**Task prompt**
Turn the rows below into a two-column CSV with the headers text and answer, one line for each row, giving its text and its answer. Wrap every value in double quotes and replace any line breaks inside a value with spaces.

↓

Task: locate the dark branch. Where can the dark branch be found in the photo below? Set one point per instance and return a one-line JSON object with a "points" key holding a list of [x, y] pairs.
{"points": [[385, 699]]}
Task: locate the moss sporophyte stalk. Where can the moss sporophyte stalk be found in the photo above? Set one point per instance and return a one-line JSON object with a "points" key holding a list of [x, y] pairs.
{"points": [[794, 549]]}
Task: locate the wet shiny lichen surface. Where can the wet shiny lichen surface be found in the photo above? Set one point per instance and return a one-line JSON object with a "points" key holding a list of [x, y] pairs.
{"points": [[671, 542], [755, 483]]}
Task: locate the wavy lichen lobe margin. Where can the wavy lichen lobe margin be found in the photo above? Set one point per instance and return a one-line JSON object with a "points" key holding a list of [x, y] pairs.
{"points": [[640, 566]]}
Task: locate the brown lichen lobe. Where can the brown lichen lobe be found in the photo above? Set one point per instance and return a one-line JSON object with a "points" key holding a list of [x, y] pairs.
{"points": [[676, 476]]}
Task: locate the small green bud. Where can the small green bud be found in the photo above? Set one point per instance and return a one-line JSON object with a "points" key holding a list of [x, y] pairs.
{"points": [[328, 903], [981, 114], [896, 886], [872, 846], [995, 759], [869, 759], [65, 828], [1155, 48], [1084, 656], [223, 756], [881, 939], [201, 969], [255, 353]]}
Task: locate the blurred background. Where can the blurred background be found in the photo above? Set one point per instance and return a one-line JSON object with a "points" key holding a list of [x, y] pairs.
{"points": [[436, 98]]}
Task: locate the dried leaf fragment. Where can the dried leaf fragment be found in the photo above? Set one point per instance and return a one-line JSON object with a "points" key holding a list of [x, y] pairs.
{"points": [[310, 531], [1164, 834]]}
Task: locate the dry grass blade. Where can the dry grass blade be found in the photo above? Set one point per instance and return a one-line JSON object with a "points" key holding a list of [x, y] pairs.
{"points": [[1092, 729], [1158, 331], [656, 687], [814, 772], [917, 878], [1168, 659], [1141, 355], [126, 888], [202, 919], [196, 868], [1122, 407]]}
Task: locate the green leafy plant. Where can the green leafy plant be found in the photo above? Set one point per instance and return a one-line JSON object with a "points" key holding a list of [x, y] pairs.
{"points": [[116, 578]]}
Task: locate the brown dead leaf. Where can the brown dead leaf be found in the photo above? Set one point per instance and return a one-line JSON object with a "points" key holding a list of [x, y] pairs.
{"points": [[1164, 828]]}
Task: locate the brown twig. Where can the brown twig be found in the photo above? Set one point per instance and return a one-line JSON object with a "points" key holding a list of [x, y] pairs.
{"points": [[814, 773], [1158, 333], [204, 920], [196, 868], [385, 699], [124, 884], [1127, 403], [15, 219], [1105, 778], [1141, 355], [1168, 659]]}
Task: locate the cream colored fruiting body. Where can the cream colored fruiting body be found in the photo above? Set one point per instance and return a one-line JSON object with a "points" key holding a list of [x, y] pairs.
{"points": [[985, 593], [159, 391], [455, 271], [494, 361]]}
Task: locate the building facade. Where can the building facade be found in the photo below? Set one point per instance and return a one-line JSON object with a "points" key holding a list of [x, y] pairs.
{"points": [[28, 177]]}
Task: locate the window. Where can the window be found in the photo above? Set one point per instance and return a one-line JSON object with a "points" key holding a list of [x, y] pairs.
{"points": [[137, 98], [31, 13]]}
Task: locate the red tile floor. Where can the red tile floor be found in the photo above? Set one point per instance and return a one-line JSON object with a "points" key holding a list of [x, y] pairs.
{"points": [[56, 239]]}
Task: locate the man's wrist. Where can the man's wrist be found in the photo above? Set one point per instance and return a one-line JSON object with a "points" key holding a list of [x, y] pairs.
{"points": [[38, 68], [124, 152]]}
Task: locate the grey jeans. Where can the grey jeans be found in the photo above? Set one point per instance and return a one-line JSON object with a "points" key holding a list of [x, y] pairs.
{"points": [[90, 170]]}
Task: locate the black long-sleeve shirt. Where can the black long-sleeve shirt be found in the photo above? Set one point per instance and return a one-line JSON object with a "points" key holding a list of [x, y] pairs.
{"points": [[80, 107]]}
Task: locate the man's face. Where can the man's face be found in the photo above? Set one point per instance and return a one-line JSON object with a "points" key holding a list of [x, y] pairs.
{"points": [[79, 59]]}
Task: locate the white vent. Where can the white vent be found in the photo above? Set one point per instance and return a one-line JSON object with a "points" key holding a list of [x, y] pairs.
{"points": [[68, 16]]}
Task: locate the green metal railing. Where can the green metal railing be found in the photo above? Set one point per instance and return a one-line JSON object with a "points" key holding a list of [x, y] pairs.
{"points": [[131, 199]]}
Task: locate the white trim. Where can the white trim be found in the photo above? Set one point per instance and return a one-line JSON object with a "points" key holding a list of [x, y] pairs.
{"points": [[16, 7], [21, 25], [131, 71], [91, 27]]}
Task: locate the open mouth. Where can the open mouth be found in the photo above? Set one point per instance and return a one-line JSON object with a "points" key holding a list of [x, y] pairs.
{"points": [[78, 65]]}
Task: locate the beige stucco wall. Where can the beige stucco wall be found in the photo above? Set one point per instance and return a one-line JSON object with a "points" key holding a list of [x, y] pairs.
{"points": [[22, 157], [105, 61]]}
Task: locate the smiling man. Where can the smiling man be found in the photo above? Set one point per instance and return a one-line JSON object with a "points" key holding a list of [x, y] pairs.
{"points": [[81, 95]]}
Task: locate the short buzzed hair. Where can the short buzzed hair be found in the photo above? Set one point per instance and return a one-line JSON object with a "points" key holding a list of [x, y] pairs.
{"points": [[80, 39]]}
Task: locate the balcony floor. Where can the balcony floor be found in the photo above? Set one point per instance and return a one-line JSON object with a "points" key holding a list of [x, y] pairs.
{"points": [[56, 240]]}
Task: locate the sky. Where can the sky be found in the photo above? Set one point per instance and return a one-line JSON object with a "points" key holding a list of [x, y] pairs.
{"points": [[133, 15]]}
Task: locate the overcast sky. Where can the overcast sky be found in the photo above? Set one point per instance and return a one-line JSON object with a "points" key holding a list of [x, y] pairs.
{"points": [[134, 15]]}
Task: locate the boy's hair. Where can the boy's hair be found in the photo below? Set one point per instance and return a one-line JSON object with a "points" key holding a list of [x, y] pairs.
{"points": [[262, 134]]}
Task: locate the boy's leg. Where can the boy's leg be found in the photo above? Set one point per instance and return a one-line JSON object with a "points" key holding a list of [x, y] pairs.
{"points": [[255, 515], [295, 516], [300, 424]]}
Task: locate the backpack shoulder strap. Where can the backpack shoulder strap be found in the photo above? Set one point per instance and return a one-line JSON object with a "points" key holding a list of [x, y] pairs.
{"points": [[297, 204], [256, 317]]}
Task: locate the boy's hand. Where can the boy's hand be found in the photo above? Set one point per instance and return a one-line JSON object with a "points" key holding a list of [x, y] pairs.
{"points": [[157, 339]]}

↑

**Exercise output**
text,answer
"Task: locate the dark branch. Where can the dark branch be found in the photo below? Set one point per instance and return a one-line JSON object with a ""points"" key holding a list of [x, y] pairs.","{""points"": [[385, 699]]}"
"Task: locate the moss sporophyte stalk. Where can the moss sporophyte stalk be found in the photo above? Set one point per instance and return a one-line JSON object with a ""points"" key holding a list of [x, y] pairs.","{""points"": [[794, 549]]}"
"Task: locate the wet shiny lichen surface. Where can the wet shiny lichen surface be found in the photo above? Set one point per instance and return a one-line JSON object with a ""points"" key holding a list of [x, y] pairs.","{""points"": [[671, 542], [755, 483]]}"
"Task: locate the wavy lichen lobe margin. Where can the wavy lichen lobe margin be found in the photo above? Set one point per instance and return a one-line JSON object with a ""points"" key holding a list of [x, y] pairs.","{""points"": [[640, 566]]}"
"Task: locate the brown lichen lobe. Where can the brown lichen lobe be found in the photo above? Set one point per instance and return a one-line JSON object with a ""points"" key holding a list of [x, y] pairs.","{""points"": [[676, 476]]}"
"Task: locate the small green bud. Where can the small green bud be found in the photo above? Set one point per instance and return a one-line JSON object with a ""points"" key holding a list of [x, y] pairs.","{""points"": [[328, 903], [981, 114], [896, 886], [872, 846], [995, 759], [869, 759], [65, 828], [1155, 48], [1084, 656], [223, 756], [881, 939], [201, 969], [255, 353]]}"
"Task: locate the blurred background. Where can the blurred background be found in the photo above? Set one point per instance and return a one-line JSON object with a ""points"" key holding a list of [x, y] pairs.","{""points"": [[436, 98]]}"
"Task: locate the dried leaf fragment. Where can the dried leaf fragment be found in the photo above? Set one point per instance and return a one-line JSON object with a ""points"" key holding a list of [x, y] pairs.","{""points"": [[310, 531], [1164, 834]]}"
"Task: locate the dry grass blade. Where can the dry grass blade be found in the photo above? Set one point per instance and return a one-line JSON object with a ""points"" key holding a list of [x, y] pairs.","{""points"": [[1092, 729], [1158, 331], [656, 687], [814, 772], [917, 878], [1168, 659], [1141, 355], [126, 888], [202, 919], [196, 868], [1122, 407]]}"
"Task: locate the green leafy plant. Where can the green leafy plant be found in the photo above? Set one point per instance and return a one-line JSON object with a ""points"" key holding a list of [x, y] pairs.","{""points"": [[116, 578]]}"
"Task: locate the brown dead leaf. Where can the brown dead leaf be found in the photo above? Set one point per instance and return a one-line JSON object with a ""points"" key holding a list of [x, y] pairs.","{""points"": [[1164, 828]]}"
"Task: locate the brown twig. Where can the brown twig be found in the photo above? Set one point per instance and return a one-line JSON object with a ""points"" key holding a list of [x, y] pairs.","{""points"": [[814, 773], [1158, 333], [204, 920], [196, 868], [385, 699], [124, 884], [1127, 403], [15, 219], [1105, 778], [1141, 355], [1168, 659]]}"
"Task: locate the cream colored fruiting body. Where can the cream colored fruiting body be found in the photo above? Set one point per instance and return a one-line JSON object with a ""points"" key holding a list of [x, y] pairs.","{""points"": [[985, 593], [159, 391], [455, 271], [494, 361]]}"
"Task: locate the building facade. Where can the building facade be found in the photo below? Set one point per instance and return a one-line JSON object with a ""points"" key holding a list of [x, y] pairs.","{""points"": [[28, 177]]}"
"Task: locate the window. Where can the window be found in the photo above? Set one point per instance and return a one-line JSON object with a ""points"" key holding a list of [x, y] pairs.","{""points"": [[137, 98], [31, 13]]}"
"Task: locate the red tile floor. Where can the red tile floor be found in the photo above? Set one point per instance and return a one-line JSON object with a ""points"" key holding a list of [x, y] pairs.","{""points"": [[56, 239]]}"
"Task: locate the man's wrist. Where can the man's wrist be found in the photo above? Set one point per instance and return a one-line JSON object with a ""points"" key holding a list of [x, y] pairs.","{""points"": [[38, 68], [124, 152]]}"
"Task: locate the grey jeans. Where can the grey jeans be found in the photo above? Set one point per instance and return a one-line JSON object with a ""points"" key holding a list of [x, y] pairs.","{""points"": [[90, 170]]}"
"Task: locate the black long-sleeve shirt. Where can the black long-sleeve shirt be found in the photo above? Set one point per instance and return a one-line JSON object with a ""points"" key holding a list of [x, y] pairs.","{""points"": [[80, 107]]}"
"Task: locate the man's face. Where can the man's face be found in the photo above? Set one point per instance and return a one-line JSON object with a ""points"" key holding a list of [x, y] pairs.","{""points"": [[79, 59]]}"
"Task: locate the white vent. Where can the white vent be found in the photo above? Set one point per instance and return a one-line JSON object with a ""points"" key holding a list of [x, y] pairs.","{""points"": [[68, 16]]}"
"Task: locate the green metal railing. Where can the green metal railing be found in the photo above? Set one point per instance and return a one-line JSON object with a ""points"" key holding a list of [x, y] pairs.","{""points"": [[131, 199]]}"
"Task: locate the white trim. Where can the white trim be found in the photo above? Set one point per instance and return a one-line JSON object with a ""points"" key holding a list of [x, y] pairs.","{""points"": [[16, 7], [21, 25], [131, 71], [91, 27]]}"
"Task: locate the open mouth. Where can the open mouth be found in the photo above? Set one point per instance and return a one-line JSON object with a ""points"" key holding a list of [x, y] pairs.","{""points"": [[78, 65]]}"
"Task: locate the beige stucco wall. Where can the beige stucco wall be found in the photo above? Set one point per instance and return a one-line JSON object with a ""points"" key holding a list of [x, y] pairs.","{""points"": [[22, 157], [105, 61]]}"
"Task: locate the smiling man. Where can the smiling man be found in the photo above? Set one point per instance and return a one-line JSON object with a ""points"" key holding a list of [x, y] pairs.","{""points"": [[81, 95]]}"
"Task: locate the short buzzed hair. Where can the short buzzed hair be found in the photo above? Set one point per instance and return a one-line JSON object with a ""points"" key holding a list of [x, y] pairs.","{""points"": [[80, 39]]}"
"Task: locate the balcony floor. Where can the balcony floor be found in the photo above? Set one point per instance and return a one-line JSON object with a ""points"" key holding a list of [x, y] pairs.","{""points"": [[56, 240]]}"
"Task: locate the sky. Where can the sky be found in the photo above? Set one point per instance and return a one-line JSON object with a ""points"" key holding a list of [x, y] pairs.","{""points"": [[133, 15]]}"
"Task: locate the overcast sky. Where can the overcast sky be found in the photo above? Set one point per instance and return a one-line JSON object with a ""points"" key holding a list of [x, y] pairs.","{""points"": [[134, 15]]}"
"Task: locate the boy's hair. Where can the boy's hair be found in the photo below? Set one point per instance and return a one-line JSON object with a ""points"" key holding a list of [x, y] pairs.","{""points"": [[262, 134]]}"
"Task: locate the boy's leg. Where can the boy's leg be found in the photo above? Set one point per instance and return a one-line JSON object with a ""points"" key holding a list of [x, y] pairs.","{""points"": [[255, 515], [295, 516], [300, 424]]}"
"Task: locate the backpack shoulder strap. Where can the backpack shoulder strap be found in the photo above? Set one point per instance and return a one-line JSON object with a ""points"" key holding a list of [x, y] pairs.","{""points"": [[297, 204], [256, 317]]}"
"Task: locate the boy's hand. Where can the boy's hand be found in the photo above? Set one point per instance and return a one-line JSON object with a ""points"" key holding a list of [x, y] pairs.","{""points"": [[157, 339]]}"